Work to complete> Rewrite the lines from the one containing "point: officer's clasped" through the end of the records, changing "clasped" to "raised" and leaving everything else as it is.

##### Data lines #####

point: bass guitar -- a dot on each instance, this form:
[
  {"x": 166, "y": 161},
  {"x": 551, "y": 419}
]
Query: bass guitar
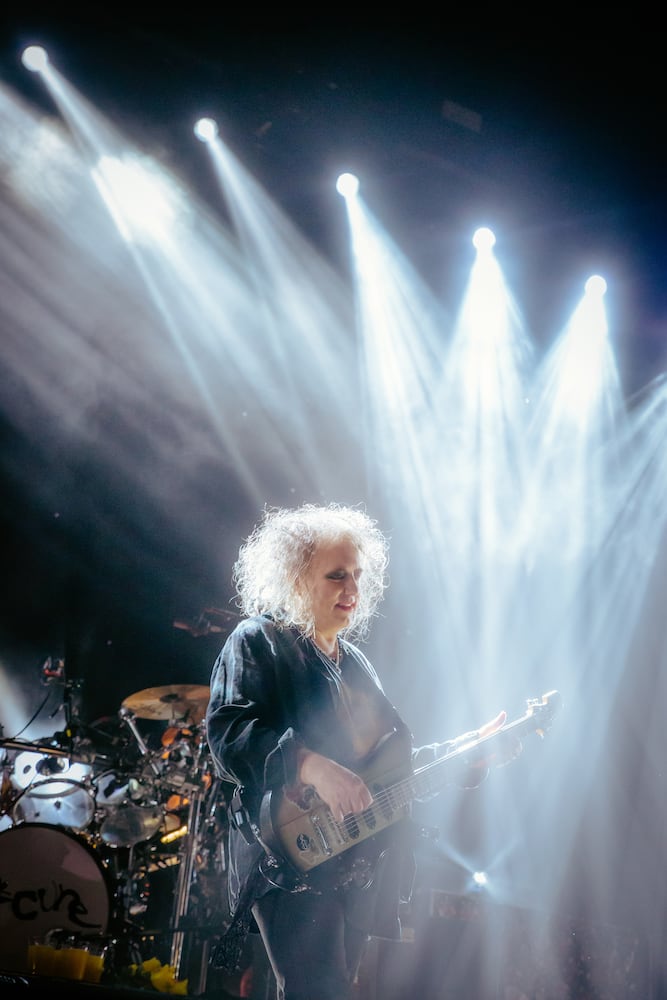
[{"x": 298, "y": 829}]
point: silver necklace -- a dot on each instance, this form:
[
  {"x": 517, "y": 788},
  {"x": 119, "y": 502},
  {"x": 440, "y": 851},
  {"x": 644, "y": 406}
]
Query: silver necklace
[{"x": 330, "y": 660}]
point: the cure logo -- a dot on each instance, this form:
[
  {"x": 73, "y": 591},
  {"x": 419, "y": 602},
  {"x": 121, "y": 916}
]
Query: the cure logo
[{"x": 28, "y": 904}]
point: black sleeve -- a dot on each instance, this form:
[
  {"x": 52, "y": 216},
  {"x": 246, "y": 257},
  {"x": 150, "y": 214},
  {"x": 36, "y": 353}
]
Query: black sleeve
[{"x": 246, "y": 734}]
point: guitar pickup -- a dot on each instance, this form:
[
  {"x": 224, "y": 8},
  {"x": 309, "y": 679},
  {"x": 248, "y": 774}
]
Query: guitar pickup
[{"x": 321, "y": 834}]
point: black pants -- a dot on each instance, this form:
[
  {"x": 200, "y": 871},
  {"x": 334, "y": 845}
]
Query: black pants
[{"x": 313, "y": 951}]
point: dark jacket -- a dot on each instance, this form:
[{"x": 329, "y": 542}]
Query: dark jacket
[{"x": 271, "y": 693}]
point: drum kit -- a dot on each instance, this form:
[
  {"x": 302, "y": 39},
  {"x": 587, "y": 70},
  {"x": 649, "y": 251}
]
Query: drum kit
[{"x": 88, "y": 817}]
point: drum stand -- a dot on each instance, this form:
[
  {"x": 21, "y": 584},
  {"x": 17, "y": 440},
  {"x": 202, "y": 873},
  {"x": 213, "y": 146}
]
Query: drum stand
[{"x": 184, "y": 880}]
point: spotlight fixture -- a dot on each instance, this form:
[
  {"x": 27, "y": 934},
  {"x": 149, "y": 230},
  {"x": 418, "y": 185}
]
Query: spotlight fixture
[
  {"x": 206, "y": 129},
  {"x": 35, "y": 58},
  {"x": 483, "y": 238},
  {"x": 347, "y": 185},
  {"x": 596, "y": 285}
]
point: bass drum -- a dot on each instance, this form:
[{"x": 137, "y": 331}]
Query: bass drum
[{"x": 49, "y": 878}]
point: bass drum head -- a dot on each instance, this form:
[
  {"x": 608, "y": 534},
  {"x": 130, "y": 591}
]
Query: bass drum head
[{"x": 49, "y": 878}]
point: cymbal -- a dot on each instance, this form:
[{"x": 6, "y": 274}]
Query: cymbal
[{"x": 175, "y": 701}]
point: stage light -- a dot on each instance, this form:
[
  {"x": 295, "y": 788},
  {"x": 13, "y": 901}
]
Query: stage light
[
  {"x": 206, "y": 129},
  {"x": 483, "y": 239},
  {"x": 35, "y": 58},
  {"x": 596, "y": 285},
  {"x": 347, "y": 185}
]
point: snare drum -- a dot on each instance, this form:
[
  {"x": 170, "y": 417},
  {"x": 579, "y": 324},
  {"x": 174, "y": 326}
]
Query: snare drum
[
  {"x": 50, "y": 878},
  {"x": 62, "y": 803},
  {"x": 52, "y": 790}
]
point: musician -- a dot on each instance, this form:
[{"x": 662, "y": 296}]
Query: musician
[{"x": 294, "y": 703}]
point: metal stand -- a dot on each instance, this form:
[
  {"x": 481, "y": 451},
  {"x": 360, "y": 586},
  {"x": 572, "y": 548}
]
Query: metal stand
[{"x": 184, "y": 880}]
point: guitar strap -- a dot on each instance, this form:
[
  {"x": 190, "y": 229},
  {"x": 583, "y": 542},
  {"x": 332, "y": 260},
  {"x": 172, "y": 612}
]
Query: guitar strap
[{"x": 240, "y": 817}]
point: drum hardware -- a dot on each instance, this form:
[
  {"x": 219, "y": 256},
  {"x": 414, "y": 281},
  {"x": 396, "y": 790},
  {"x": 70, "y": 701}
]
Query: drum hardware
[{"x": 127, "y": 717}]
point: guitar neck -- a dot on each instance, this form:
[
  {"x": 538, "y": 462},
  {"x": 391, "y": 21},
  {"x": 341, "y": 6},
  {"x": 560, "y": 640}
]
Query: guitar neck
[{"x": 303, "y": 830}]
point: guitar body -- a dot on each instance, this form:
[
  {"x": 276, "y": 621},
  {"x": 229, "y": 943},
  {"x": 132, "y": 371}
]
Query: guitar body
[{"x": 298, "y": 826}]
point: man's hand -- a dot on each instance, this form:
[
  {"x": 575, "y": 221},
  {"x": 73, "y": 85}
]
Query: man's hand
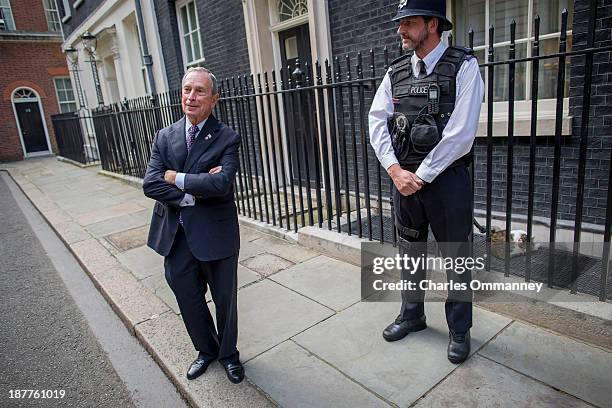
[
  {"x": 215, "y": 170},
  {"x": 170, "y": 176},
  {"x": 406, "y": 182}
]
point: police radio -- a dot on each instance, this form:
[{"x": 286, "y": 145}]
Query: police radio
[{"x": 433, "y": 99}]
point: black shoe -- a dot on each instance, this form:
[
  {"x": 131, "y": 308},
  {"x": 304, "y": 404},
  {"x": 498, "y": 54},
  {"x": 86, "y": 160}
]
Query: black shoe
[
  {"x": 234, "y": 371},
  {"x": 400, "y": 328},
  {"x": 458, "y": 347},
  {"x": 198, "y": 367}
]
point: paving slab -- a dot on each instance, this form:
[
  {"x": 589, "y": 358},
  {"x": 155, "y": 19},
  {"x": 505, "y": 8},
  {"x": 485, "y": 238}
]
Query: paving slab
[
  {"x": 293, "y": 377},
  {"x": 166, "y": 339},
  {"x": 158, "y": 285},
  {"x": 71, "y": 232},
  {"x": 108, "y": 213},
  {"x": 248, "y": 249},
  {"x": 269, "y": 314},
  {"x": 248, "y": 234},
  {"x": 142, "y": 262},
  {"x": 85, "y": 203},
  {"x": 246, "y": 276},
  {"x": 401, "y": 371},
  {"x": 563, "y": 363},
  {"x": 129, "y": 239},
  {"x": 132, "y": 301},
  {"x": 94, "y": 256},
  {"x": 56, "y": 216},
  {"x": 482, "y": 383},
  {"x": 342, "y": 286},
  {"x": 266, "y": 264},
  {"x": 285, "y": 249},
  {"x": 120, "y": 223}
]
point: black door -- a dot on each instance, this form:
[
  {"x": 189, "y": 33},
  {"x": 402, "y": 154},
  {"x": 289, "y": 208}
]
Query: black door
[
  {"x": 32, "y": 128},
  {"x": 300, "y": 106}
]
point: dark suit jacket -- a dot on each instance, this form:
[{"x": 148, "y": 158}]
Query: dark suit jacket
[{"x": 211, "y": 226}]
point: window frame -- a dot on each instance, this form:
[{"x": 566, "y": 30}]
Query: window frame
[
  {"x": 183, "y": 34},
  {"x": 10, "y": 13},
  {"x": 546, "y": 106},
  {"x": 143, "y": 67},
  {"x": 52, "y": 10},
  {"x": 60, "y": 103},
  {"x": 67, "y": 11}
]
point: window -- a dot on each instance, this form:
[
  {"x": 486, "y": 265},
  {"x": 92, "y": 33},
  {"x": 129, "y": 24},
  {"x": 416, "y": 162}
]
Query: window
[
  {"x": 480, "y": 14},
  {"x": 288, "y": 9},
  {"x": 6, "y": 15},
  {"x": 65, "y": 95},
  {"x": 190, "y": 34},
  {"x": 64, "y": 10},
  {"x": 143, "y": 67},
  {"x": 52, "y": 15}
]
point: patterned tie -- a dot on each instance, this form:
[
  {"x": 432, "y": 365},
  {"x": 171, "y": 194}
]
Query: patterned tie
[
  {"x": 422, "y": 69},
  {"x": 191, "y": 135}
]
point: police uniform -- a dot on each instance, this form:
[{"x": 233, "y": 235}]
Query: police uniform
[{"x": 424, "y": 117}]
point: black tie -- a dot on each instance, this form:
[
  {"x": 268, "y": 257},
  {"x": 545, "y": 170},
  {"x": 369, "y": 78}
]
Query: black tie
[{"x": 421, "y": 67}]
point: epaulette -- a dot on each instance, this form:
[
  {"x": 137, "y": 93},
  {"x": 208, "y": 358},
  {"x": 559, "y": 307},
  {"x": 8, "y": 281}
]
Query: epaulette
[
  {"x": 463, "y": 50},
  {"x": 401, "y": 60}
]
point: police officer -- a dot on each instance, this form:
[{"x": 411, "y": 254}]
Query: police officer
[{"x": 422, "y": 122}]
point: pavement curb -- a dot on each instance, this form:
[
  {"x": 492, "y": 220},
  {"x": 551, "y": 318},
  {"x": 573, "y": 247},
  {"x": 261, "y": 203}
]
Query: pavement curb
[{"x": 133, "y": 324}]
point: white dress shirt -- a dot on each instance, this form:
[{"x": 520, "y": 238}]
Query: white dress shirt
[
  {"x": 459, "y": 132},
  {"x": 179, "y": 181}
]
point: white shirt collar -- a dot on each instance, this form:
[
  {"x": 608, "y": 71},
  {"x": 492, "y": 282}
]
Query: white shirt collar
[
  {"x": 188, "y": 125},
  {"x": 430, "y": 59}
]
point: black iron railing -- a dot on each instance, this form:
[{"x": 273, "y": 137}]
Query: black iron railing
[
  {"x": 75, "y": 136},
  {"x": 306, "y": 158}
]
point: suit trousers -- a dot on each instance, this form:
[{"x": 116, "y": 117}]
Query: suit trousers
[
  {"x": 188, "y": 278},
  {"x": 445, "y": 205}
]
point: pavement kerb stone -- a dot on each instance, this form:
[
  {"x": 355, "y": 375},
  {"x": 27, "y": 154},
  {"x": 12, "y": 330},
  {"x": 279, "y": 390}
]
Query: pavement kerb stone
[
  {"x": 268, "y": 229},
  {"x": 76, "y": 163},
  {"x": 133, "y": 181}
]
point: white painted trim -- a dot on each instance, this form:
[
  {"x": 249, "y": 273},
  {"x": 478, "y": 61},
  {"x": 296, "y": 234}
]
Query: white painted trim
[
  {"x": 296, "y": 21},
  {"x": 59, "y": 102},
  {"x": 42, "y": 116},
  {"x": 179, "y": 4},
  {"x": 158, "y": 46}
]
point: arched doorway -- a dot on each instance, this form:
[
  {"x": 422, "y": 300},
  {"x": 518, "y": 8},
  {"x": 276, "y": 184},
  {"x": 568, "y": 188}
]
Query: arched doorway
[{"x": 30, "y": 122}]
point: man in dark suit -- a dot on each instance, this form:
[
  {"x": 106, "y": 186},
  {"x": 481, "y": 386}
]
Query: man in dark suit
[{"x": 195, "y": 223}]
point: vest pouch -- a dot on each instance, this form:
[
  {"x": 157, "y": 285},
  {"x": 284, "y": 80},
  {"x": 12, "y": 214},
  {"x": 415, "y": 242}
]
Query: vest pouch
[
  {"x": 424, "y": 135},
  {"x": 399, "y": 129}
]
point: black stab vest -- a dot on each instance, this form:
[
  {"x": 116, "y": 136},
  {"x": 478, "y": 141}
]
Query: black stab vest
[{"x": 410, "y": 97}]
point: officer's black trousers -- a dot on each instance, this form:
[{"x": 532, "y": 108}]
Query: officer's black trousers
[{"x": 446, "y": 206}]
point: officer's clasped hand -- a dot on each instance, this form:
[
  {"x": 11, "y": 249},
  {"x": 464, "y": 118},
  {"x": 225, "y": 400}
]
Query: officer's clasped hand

#####

Final answer>
point: officer's raised hand -- a dot on each instance, this form:
[
  {"x": 11, "y": 249},
  {"x": 464, "y": 118},
  {"x": 225, "y": 400}
]
Query: officer's raised hand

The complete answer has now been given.